** BEGIN RECORDS FOR THE TASK **
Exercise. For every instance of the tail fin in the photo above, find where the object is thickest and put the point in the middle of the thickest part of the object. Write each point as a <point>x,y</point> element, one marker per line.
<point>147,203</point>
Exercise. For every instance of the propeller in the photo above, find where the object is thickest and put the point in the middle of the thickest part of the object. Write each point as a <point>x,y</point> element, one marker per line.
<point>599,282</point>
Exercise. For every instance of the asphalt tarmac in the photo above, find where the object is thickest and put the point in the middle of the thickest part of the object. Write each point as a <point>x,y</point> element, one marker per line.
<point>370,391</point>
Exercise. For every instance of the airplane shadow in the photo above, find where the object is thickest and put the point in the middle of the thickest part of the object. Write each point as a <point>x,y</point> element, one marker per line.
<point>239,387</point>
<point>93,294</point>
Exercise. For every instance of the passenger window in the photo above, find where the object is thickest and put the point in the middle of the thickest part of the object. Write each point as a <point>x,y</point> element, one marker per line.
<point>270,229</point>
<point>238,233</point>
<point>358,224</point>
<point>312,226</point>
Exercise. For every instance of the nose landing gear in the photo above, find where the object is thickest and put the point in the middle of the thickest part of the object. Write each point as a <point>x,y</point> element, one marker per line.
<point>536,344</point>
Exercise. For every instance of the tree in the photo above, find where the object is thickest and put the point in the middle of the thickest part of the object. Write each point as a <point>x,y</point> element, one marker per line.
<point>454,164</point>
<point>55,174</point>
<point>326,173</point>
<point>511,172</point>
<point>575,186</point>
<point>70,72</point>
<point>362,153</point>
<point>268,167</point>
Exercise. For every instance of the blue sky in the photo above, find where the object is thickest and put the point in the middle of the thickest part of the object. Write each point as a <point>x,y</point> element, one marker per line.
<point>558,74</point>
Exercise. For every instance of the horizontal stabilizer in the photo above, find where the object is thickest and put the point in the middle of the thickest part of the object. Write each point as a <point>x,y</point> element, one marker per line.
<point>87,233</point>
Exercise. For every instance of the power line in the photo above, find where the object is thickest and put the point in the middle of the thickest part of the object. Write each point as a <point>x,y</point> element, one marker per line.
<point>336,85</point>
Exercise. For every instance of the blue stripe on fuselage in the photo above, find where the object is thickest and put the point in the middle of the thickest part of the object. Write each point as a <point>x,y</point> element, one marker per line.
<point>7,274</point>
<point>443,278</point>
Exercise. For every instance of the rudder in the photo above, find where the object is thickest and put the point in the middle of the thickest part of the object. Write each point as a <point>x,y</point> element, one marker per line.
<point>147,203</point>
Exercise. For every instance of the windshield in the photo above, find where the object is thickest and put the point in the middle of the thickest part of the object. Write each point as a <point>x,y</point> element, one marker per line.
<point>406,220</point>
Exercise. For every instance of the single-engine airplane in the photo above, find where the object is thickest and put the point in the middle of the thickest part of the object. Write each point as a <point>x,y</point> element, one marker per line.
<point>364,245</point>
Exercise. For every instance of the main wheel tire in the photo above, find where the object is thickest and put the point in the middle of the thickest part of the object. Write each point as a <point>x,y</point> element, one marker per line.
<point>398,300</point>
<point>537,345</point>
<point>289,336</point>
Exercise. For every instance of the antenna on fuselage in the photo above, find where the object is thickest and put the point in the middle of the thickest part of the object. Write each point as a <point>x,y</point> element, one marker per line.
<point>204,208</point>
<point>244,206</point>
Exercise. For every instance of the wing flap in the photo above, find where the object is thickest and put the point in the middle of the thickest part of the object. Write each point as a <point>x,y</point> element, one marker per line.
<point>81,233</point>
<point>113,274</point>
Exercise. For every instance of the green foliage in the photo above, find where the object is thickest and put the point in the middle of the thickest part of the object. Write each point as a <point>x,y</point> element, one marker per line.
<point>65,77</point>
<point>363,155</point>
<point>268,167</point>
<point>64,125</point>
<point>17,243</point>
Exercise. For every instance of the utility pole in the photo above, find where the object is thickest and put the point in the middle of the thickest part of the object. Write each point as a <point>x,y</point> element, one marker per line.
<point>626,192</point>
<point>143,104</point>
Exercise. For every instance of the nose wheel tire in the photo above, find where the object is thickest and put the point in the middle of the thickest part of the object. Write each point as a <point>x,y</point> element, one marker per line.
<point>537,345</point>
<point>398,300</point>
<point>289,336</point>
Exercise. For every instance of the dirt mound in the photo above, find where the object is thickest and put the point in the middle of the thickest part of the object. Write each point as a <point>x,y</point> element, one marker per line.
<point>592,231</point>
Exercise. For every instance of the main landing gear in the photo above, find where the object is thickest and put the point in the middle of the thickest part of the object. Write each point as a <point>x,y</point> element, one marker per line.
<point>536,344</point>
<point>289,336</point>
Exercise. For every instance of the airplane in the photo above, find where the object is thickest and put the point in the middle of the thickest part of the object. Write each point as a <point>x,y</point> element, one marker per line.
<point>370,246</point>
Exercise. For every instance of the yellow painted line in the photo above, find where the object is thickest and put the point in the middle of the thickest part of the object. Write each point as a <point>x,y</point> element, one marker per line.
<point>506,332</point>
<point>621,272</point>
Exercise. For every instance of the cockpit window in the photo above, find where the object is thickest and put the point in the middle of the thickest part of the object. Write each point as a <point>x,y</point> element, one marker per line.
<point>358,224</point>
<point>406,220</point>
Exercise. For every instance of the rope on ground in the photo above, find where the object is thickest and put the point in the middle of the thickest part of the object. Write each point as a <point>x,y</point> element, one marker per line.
** END RECORDS FOR THE TASK **
• [OBJECTIVE]: Copy out the entire listing above, from the first line to the last, without changing a single character.

• [RESPONSE TO THIS EXERCISE]:
Exercise. For every instance of the tail fin in the photo above, find where the object is thickest and put the point in the middle of the thickest part of the object. Write each point as a <point>x,y</point> element, one marker per line.
<point>147,203</point>
Exercise. For every instance of the propeller in the photo above, find where the object is thickest and put the point in the middle of the thickest part of the object. Write each point as a <point>x,y</point> element, one marker per line.
<point>599,282</point>
Exercise. For every instance of the asphalt tarmac in the photo above, find where the object is thickest and put the point in the middle of the thickest part of the object. Write each point as a <point>x,y</point> element, one marker per line.
<point>370,391</point>
Exercise. For every instance of the airplane shadow in the photo above, find where the object is thickest and put the point in the middle of the thickest part of the object. Write each point as a <point>x,y</point> element, one marker per line.
<point>239,387</point>
<point>93,294</point>
Exercise. For every instance of the passenger window in the photo above, find where the object is thickest and put the point in the middle of the thickest part of the object. Write each point as a <point>x,y</point> element, one marker per line.
<point>270,229</point>
<point>238,233</point>
<point>358,224</point>
<point>312,226</point>
Exercise. For every instance of the nose landing gear in the photo above, find where the object is thickest and put the point in the middle of the thickest part of the object. Write each point as a <point>x,y</point> element, one marker per line.
<point>536,344</point>
Exercise. For every instance of the tree in the photo above, find where the object is thickest and put the point in the middle of the thickest part of the object. Write each point as a <point>x,y</point> element, one marker per line.
<point>454,164</point>
<point>55,174</point>
<point>326,173</point>
<point>511,172</point>
<point>575,186</point>
<point>70,72</point>
<point>362,153</point>
<point>268,167</point>
Exercise. For every instance of the blue sky in the photo above, find where the object is thickest and put the point in the middle of the thickest part of the object. Write each point as a <point>x,y</point> element, one marker per line.
<point>558,74</point>
Exercise. For every instance of the horizontal stabilizer in the photo above, find where the object is thickest and put the point in the middle of the thickest part of the object. Write each point as a <point>x,y</point> element, one marker per line.
<point>87,233</point>
Exercise. For every instance of the power line in the photo above, find where the object is thickest and put the point in the middle of the thickest part of the object. Write each point as a <point>x,y</point> element, one marker per line.
<point>336,85</point>
Exercise. For every instance of the blue stripe on fuselage in the photo above, find where the object is thickest and put the point in the middle of the thickest part of the object. Write each point as a <point>x,y</point> element, one marker per line.
<point>7,274</point>
<point>443,278</point>
Exercise. For every instance of the rudder in the photo above, find where the object is thickest and put the point in the middle of the thickest part of the object. Write each point as a <point>x,y</point> element, one marker per line.
<point>147,203</point>
Exercise. For every instance of the windshield in the photo above, find where the object is thickest and put the point in the middle of the thickest part of the object. Write each point as a <point>x,y</point> element, one marker per line.
<point>406,220</point>
Exercise. For every instance of the single-engine airplane in the photo above, find where the object is thickest and put the point in the middle of the thickest part of the object. Write each point as a <point>x,y</point> element, one marker per line.
<point>364,245</point>
Exercise. For every instance of the main wheel tire in the photo above, find where the object is thickest and put the point in the middle of the thickest part of the object. Write each point as a <point>x,y</point> element, one marker per line.
<point>398,300</point>
<point>537,345</point>
<point>289,336</point>
Exercise. For every instance of the antenna on fuselage in the photo above, find where the object is thickest and put the point in the middle of the thickest part of the object. Write each point as a <point>x,y</point> element, one marker per line.
<point>204,208</point>
<point>244,206</point>
Exercise. For every instance of the wing flap in the photo above, find where the object is thickest and put the point in the middle of the thickest part of the object. Write each point as a <point>x,y</point> element, one marker per line.
<point>81,233</point>
<point>113,274</point>
Exercise. For every instance of the green foliage in the photo above, find where the object is thickest and put the point in the middle of the thickest part of the object. Write each point as a <point>x,y</point> element, one marker per line.
<point>65,77</point>
<point>363,155</point>
<point>268,167</point>
<point>64,125</point>
<point>17,243</point>
Exercise. For every instance of the utility pole in the photo above, find where the object is thickest and put the point in the middle of the thickest part of the object. Write each point as a <point>x,y</point> element, one marker per line.
<point>626,192</point>
<point>143,104</point>
Exercise. For every instance of the nose wheel tire in the photo above, find where the object is thickest and put the point in the middle of the thickest part of the object. Write each point as a <point>x,y</point> element, one marker per line.
<point>537,345</point>
<point>398,300</point>
<point>289,336</point>
Exercise. For every instance of the dirt mound in the photo above, find where the object is thickest and put the point in the middle of the thickest part of the object. Write each point as a <point>x,y</point> element, one marker per line.
<point>592,231</point>
Exercise. For every instance of the main landing gear in the photo above, find where the object is thickest and put the point in the middle of the thickest part of the object. Write each point as a <point>x,y</point> element, one marker per line.
<point>536,344</point>
<point>289,336</point>
Exercise. For every instance of the airplane in the photo above, find where the object is thickest and put the point in the middle of the thickest part of the object. Write each point as a <point>x,y</point> element, one marker per line.
<point>370,246</point>
Exercise. For every instance of the yellow painted line in the photo above, find where the object is thickest and put the point in the middle of the thickest part of the object. Write each point as a <point>x,y</point> element, one marker per line.
<point>506,332</point>
<point>621,272</point>
Exercise. For every instance of the cockpit window in the photo above, find where the object is thickest and put the point in the middle of the thickest part of the object. Write each point as a <point>x,y</point> element, one marker per line.
<point>358,224</point>
<point>406,220</point>
Exercise. For every instance of the rope on ground in the photo above, find where the object is thickest and put the point in the middle of the thickest part of the object. Write each point as a <point>x,y</point> element, one marker per line.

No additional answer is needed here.